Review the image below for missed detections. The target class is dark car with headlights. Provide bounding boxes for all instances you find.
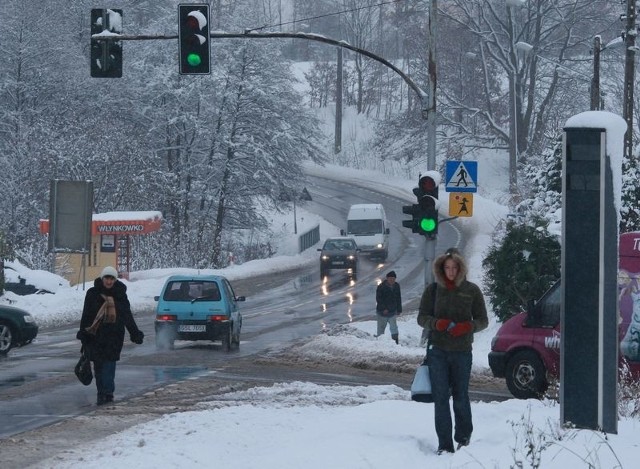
[318,237,360,279]
[0,305,38,355]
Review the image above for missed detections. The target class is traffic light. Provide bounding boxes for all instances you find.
[90,9,123,78]
[415,173,440,237]
[179,4,211,75]
[402,204,421,233]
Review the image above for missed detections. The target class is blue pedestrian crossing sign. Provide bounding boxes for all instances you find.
[445,161,478,193]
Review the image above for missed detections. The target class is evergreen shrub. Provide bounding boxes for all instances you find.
[482,220,560,322]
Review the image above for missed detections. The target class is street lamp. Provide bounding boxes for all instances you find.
[517,39,599,109]
[516,41,591,82]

**PROMPT**: The expected response consists solely of the lines from the one with "class is street" through the end of the records, repeated exactly.

**ANSWER SPACE**:
Review the image above for missed detections. The target class is street lamp. Provide bounding boxes for all instances you find.
[517,39,599,109]
[516,41,591,82]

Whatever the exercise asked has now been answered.